» TASK DIRECTIONS:
The records that follow are to be repeated without alteration.

Region pointing data

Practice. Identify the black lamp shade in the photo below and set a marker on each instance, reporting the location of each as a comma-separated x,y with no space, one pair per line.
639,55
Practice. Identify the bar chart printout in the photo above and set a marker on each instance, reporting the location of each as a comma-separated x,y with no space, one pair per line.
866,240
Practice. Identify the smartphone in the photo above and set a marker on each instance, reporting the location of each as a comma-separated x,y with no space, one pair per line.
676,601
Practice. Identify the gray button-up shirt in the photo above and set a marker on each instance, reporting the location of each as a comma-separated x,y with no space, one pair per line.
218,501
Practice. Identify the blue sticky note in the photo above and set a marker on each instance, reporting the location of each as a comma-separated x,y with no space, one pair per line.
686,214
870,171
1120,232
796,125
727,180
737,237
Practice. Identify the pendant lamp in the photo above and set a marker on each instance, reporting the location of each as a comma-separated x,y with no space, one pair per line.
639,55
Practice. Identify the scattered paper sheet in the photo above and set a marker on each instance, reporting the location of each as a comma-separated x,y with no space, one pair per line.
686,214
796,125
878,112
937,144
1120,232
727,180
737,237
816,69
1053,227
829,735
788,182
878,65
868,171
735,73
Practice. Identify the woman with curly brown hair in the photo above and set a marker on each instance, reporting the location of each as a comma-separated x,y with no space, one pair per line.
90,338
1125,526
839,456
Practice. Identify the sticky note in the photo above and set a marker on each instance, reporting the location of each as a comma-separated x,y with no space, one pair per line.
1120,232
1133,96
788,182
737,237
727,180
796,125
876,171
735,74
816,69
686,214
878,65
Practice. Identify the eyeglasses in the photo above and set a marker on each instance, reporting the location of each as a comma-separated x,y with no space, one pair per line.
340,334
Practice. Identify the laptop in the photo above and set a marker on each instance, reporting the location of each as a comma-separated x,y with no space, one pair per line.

» YOUR RESPONSE:
Practice. Identify the black lamp shade in the photo below and set a marker on each instance, reporting the location of each as a comma-separated x,y with no space, one pair per line.
639,55
Practice. Identify the bar chart printout in the photo above and set a marker on each instance, reporting the location of each as a comma-separated x,y with no space, one pair per line.
866,240
Practice. Identify the smartphone in the photo above and set a marker on each instance, reporting the location of each as a comma-separated x,y with no space, one pair per line.
676,601
Practice. Identify the gray button-up shirt in the photo above and set a marker on each instance, reporting the location of each as a comma-separated x,y with no space, one pair per line.
218,501
Practice. Identify the blue sticky note in the photo above and set a marker on each instance, reporting the location of each as a comma-separated x,y with no space, one pair per line.
686,214
870,171
1120,232
796,125
727,180
737,237
Practice. Identify the pendant lamp in the photo above and set a marker on each instance, reporting the location of each as a comma-separated x,y with no space, one pair per line.
639,55
Practice. Identify the scattered paper sheet in the photo above and set a marker on each instance, reporting the location of each as a comma-separated x,y with no space, one pair per line.
686,214
796,125
878,112
937,144
1120,232
727,180
737,237
816,69
1053,227
829,735
788,182
878,65
868,171
735,73
Practice. Identify the woman with curly brown hair in the photo above and set a marker on each instance, reporting the location of each as a comma-separated x,y with no space, one pair per line.
90,338
1125,526
839,456
Practice. Identify the sticky note in the photo above and set a marker on each instance, reporting the location of each as a comma-separated x,y with no space, one pair per line.
1120,232
1133,96
788,182
737,237
727,180
796,125
876,171
735,74
816,69
686,214
878,65
Practice. Identify the eyeglasses in the photo above and set a marker on each instance, reporting the location of each as a comma-separated x,y with no space, one pair per line.
340,334
Practice. Identify the laptop in the photo above and set a marker on each instance, reporting the location of each as a comma-separated x,y with no space, one pair per line.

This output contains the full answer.